→ Provided passage
■ ■ ■ ■ ■

Before starting out for the day, the night was the coldest it has been so far. Ironically I dreamt I was back in the heat of Senegal blabbering back and forth in Wolof with the cast of characters in my life there. To wake up and realize that you’ve been dreaming in a foreign language is strange and exciting. Around 8AM, we started up the Barranco wall, following tight switch backs up the face. There were a number of spots on the lower half where we had to do a bit of rock scrambling, securing hand and footholds to move up and over. At the top I was impressed with how the porters made it up this obstacle with such difficult loads. They are tough dudes. From this height the glaciers and cliffs of the headwall were just gleaming. I must have taken ten of the same picture.

We headed down the ridge and into the Karangu valley. The descent into the valley was steep and in certain places a bit challenging because the trail became the water escape route from up high. In some spots the water loosened the gravel to test your footing, while in others it became ice only to laugh in your face. We climbed up the other side to around 13,500 feet where we stop for lunch. I find a spot out of the wind and at a distance the views are spectacular, but close up are the unfortunate remains of other peoples’ lunch, cigarette, and toilet breaks. I’m not worried about old orange peels, but the plastic wrappers, cigarette butts and used batteries really don’t belong in a place of such beauty. With as much traffic as the mountain gets, it is inevitable that footprints in the dirt won’t be the only trace of people, but I watched countless guides flick their butts or throw a cellophane wrapper without a thought. I’m confident plenty of clients are doing the same. It’s really a shame. I think each group should be briefed on the importance of holding onto garbage and given a garbage bag, but no such protocol. Not a bad project for a Peace Corps volunteer perhaps. As I packed up my stuff, a little black mouse appeared from behind the rocks to see if I left any crumbs behind. I look over to Manase and he’s checking messages on his cell phone. Progress and purity don’t always mix, do they?

Another two hours of steady trekking through our final valley and it’s up the last big trudge to Barafu Camp. The wind was really going as we gained altitude and yet again I felt a sort of knot in my stomach watching porters in t-shirts and sneakers with worn out soles making their way. It makes me feel like there should be minimum standards for health and safety that guide services should have to provide their employees. One company, Tusker Trails, appeared to do this as all their guides and porters wore nice shell jackets with the Tusker name on them.

■ ■ ■ ■ ■

→ Work order 1
Condense the paragraph of the trekking account that begins "Another two hours of steady trekking" into a short bulleted list that keeps its main facts.
→ Work order 2
List every place name that appears in the trekking account.
→ Work order 3
State whether each statement agrees with the trekking account, and support each answer with a direct quotation:
(a) The group began climbing the Barranco wall at around 8AM.
(b) The lunch stop was at around 15,000 feet.
(c) Groups are routinely given a garbage bag as part of an established protocol.
The lines that follow have no connection to the trekking account above.

→ Data excerpts
■ ■ ■ ■ ■

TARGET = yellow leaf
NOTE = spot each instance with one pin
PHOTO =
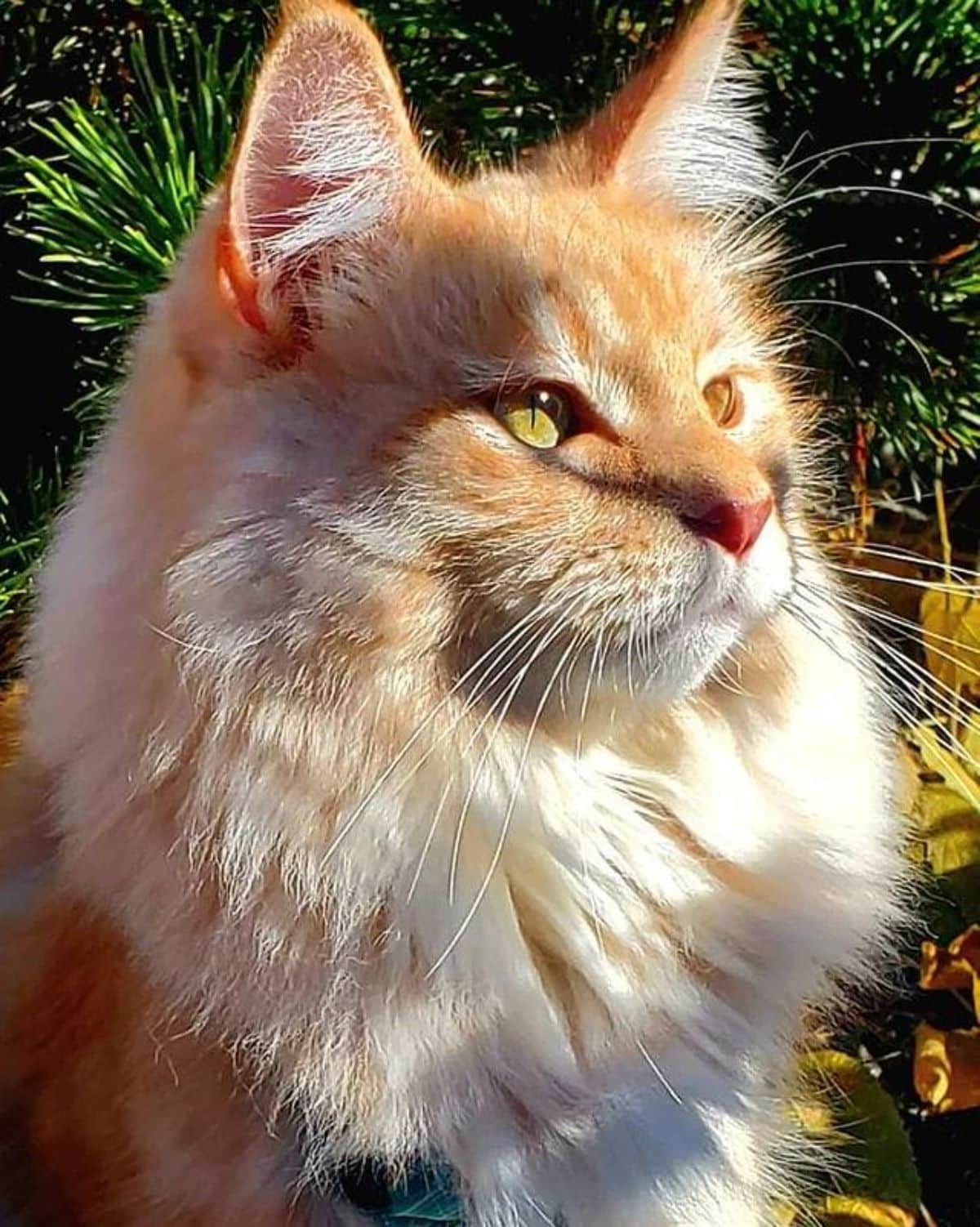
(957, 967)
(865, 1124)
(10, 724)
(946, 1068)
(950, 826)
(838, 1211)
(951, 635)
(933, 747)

■ ■ ■ ■ ■

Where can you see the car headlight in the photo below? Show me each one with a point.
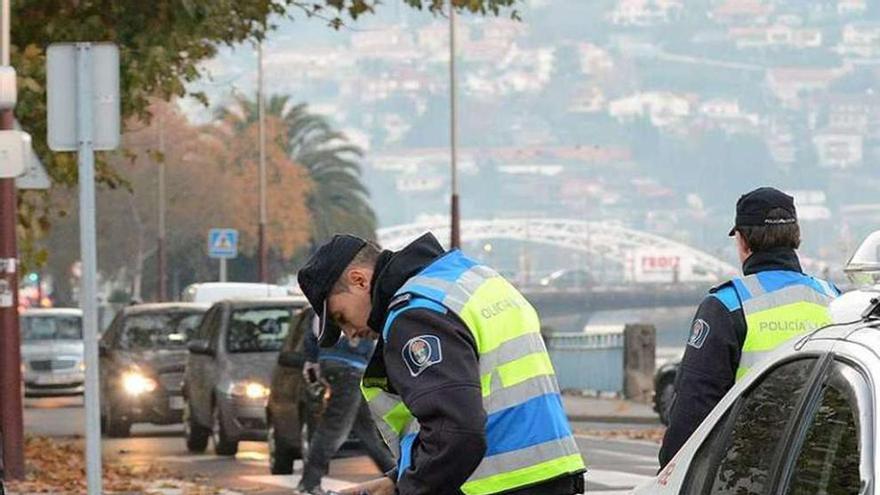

■ ■ ■ ■ ■

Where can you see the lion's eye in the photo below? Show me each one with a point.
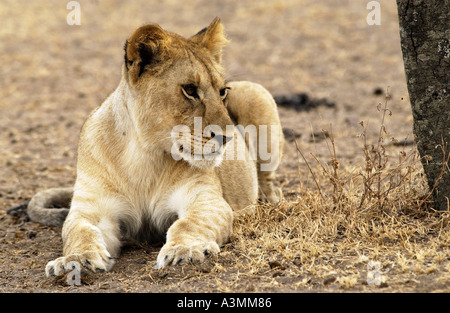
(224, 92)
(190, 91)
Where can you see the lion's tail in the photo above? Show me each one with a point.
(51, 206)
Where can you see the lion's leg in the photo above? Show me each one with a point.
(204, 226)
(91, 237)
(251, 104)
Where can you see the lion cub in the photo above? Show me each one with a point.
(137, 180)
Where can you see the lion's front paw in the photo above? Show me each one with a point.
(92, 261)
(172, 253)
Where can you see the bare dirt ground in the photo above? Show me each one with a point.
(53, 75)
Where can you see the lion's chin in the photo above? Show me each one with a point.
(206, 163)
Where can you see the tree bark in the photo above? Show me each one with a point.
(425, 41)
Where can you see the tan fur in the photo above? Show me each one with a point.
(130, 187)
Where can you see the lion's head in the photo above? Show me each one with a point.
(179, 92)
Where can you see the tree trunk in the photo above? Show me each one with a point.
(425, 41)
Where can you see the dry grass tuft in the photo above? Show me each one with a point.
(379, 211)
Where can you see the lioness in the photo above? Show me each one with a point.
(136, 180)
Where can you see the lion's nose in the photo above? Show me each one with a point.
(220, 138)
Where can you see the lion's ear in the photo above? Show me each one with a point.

■ ■ ■ ■ ■

→ Problem solution 1
- Two more hours of trekking through the final valley led to the last climb to Barafu Camp.
- The wind grew strong as the group gained altitude.
- Porters in t-shirts and worn-out sneakers made the writer feel uneasy.
- The writer believes guide services should have to meet minimum health and safety standards for their employees.
- One company, Tusker Trails, appeared to do this, since its guides and porters wore shell jackets bearing the Tusker name.

→ Problem solution 2
- Senegal
- Barranco wall
- Karangu valley
- Barafu Camp

→ Problem solution 3
(a) Yes: "Around 8AM, we started up the Barranco wall"
(b) No: "We climbed up the other side to around 13,500 feet where we stop for lunch."
(c) No: "I think each group should be briefed on the importance of holding onto garbage and given a garbage bag, but no such protocol."